— Begin Page excerpt —
The mirror reflects the laser beam back down the bore of the HeNe laser
tube, forming a second optical cavity external to the laser. Or use a
laser pointer instead; most will work. A small photocell collects some
of the spill-light from the beam, and the photocell output is sent to an
audio amp and loudspeaker. If you move the wall (or the laser) a tiny
bit, then as the "cavity" changes length, it sweeps across hundreds of
resonant lengths located every 1/2 wavelength of the light. The light
intensity sequentially grows dimmer and brighter, generating a sinewave
signal. The frequency is proportional to the velocity of the wall.
Connect the photocell to the microphone input of an audio system, and
when the wall is pushed, you hear moans and squeals. It's like raking
your fingernail along the teeth of a comb, but with the teeth spaced half
the wavelength of light: every 300 nanometers!
— End Page excerpt —
— Begin Data supplied —
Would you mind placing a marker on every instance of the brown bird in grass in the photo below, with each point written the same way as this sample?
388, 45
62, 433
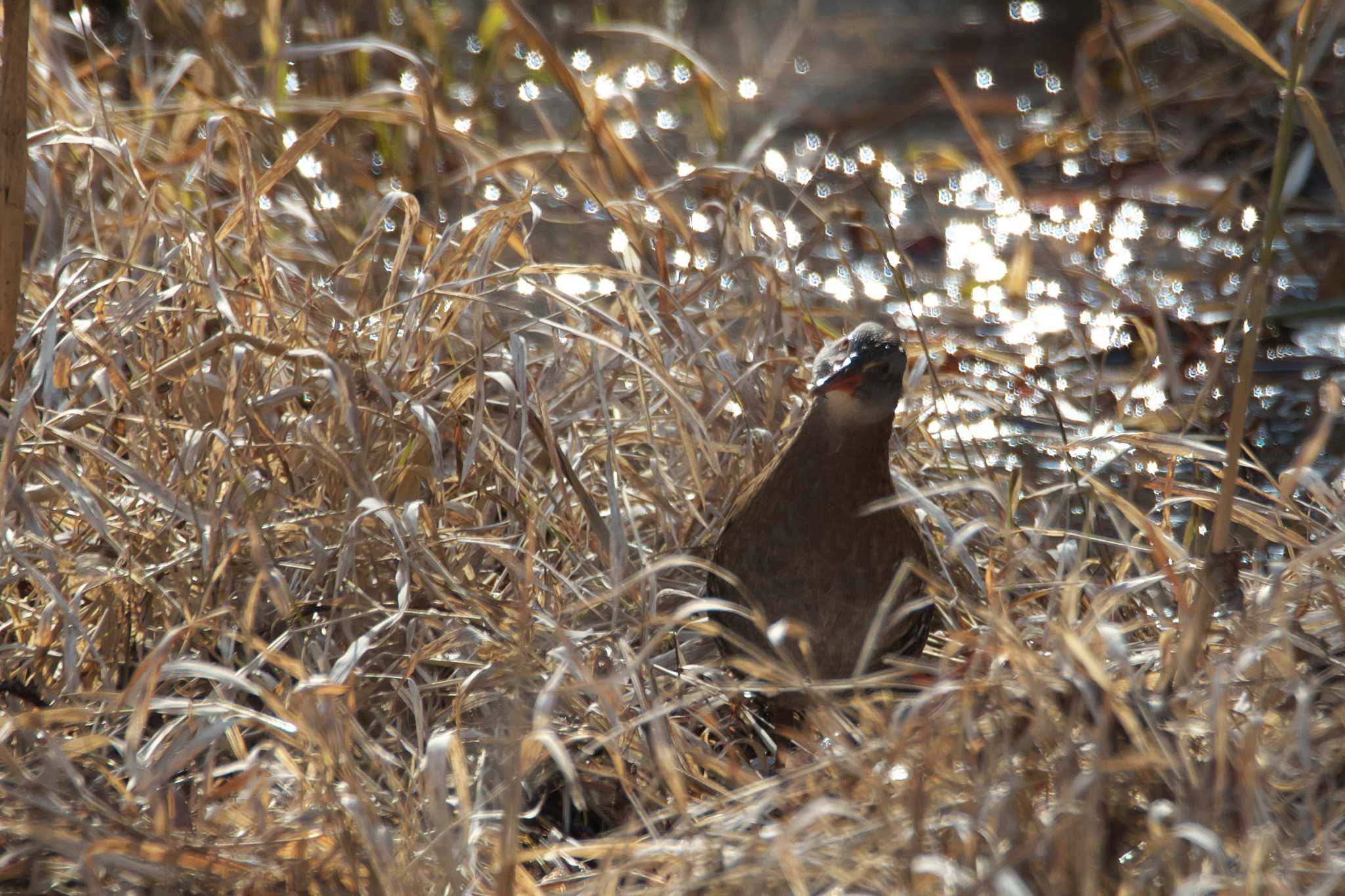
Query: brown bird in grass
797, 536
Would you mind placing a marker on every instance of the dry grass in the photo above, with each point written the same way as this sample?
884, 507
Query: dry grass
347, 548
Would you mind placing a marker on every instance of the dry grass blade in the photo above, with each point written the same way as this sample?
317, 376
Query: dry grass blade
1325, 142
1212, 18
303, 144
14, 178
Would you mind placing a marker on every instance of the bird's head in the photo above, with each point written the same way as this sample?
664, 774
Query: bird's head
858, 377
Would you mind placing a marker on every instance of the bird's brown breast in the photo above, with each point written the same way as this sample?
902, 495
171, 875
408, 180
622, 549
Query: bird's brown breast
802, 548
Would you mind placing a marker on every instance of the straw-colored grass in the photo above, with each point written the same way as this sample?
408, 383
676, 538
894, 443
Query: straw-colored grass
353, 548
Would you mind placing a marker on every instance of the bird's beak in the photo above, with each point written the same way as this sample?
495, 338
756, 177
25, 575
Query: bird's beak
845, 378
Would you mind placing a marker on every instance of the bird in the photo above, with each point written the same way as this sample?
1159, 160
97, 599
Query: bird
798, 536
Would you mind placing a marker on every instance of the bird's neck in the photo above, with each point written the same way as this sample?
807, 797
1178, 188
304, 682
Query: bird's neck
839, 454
— End Data supplied —
— Begin Data supplied —
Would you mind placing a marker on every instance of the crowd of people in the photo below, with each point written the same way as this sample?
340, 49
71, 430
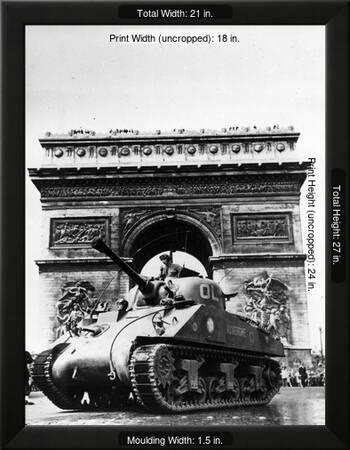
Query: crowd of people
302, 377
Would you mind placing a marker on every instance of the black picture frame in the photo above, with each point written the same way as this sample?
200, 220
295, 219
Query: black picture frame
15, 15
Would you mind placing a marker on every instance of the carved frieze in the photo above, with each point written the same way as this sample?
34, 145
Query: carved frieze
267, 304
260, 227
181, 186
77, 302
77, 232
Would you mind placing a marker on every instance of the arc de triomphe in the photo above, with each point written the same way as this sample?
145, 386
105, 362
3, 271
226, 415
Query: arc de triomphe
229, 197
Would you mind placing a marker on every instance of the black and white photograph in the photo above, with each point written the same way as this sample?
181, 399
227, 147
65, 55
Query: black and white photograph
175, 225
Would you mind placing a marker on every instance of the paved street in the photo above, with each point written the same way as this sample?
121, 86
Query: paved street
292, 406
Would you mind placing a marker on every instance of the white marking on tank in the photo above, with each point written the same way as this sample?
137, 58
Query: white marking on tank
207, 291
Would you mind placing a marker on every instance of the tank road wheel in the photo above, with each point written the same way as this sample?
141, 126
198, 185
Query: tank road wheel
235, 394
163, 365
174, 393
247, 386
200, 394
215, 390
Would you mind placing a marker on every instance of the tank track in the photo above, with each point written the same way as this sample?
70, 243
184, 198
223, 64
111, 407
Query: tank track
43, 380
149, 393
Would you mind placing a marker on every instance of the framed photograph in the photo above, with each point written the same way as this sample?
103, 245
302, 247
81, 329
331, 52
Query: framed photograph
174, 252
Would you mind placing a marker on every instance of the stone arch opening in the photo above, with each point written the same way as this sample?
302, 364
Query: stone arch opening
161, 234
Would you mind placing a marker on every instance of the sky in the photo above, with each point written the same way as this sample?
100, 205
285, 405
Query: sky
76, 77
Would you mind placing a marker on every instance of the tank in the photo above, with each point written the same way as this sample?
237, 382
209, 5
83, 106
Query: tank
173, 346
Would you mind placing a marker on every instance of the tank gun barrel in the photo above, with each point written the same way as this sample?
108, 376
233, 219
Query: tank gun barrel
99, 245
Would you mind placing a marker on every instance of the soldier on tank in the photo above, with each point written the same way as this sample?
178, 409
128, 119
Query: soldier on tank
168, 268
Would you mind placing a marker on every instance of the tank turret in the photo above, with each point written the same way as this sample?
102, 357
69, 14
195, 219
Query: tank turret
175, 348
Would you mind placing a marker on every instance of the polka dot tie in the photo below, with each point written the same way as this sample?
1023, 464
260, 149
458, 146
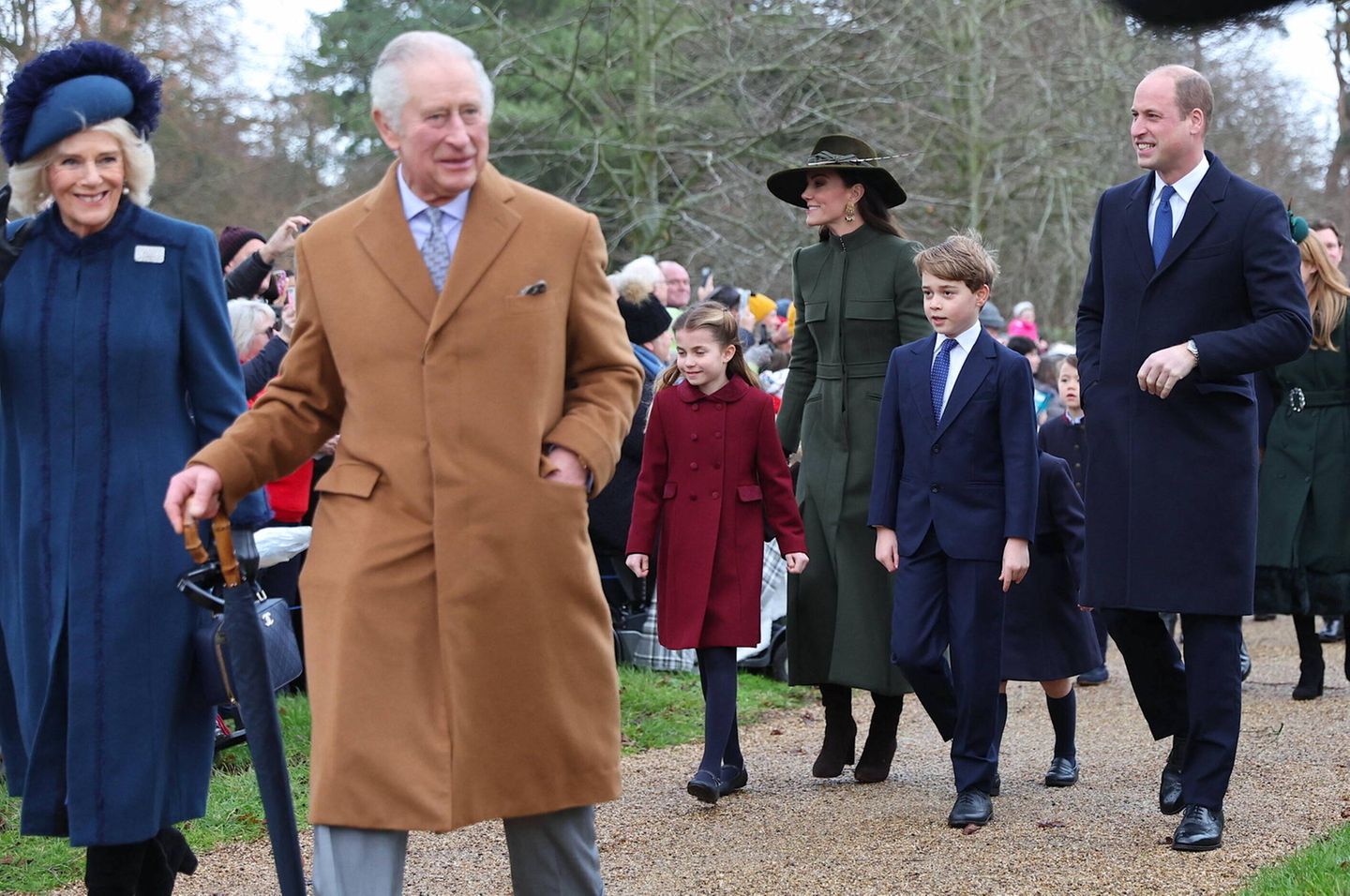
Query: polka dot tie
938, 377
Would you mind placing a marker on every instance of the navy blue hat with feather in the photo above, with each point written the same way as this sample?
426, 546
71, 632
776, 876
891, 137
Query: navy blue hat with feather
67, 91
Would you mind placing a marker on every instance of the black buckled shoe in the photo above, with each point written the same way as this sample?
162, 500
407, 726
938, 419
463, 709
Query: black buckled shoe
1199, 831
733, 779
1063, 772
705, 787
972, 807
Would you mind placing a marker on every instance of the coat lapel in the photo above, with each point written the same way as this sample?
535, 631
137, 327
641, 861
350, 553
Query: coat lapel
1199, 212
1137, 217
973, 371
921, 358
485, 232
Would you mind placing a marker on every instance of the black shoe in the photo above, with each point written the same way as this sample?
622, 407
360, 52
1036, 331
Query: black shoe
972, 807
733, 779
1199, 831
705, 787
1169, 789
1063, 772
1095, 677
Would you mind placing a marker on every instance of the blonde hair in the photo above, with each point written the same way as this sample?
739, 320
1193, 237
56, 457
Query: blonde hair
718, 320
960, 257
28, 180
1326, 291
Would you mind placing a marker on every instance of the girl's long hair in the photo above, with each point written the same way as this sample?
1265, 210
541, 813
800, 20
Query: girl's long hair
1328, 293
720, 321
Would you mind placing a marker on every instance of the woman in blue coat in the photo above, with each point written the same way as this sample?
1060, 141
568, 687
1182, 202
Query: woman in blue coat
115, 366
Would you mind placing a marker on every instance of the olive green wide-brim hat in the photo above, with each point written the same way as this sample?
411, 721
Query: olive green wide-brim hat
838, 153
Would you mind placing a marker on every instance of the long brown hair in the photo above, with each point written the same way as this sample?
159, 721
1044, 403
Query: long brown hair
— End Data supplied —
## To do
[a] In the laser passage, what is the frequency of the sinewave signal proportional to?
[b] Continue the passage about the HeNe laser and the moving wall, starting right after its last sentence.

## Expected answers
[a] The velocity of the wall.

[b]
Rather than using a fancy mirror with X-Y positioner, I just put the
laser on a cart, aimed its spot on the wall, then slapped a chip from a
broken mirror up on the wall with double-stick foam tape. I then could
move the cart around until the reflected spot fell upon the laser's exit
aperture. My photocell was a tiny (3mm) square silicon photodetector from
my junkbox, but I suppose that any silicon photovoltaic cell would work.
I taped the photocell to the front of the laser so it was very near the
aperature and facing outwards. The mirror chip wasn't perfectly clean, so
lots of scattered light surrounded the return beam, and the photocell
received a strong signal.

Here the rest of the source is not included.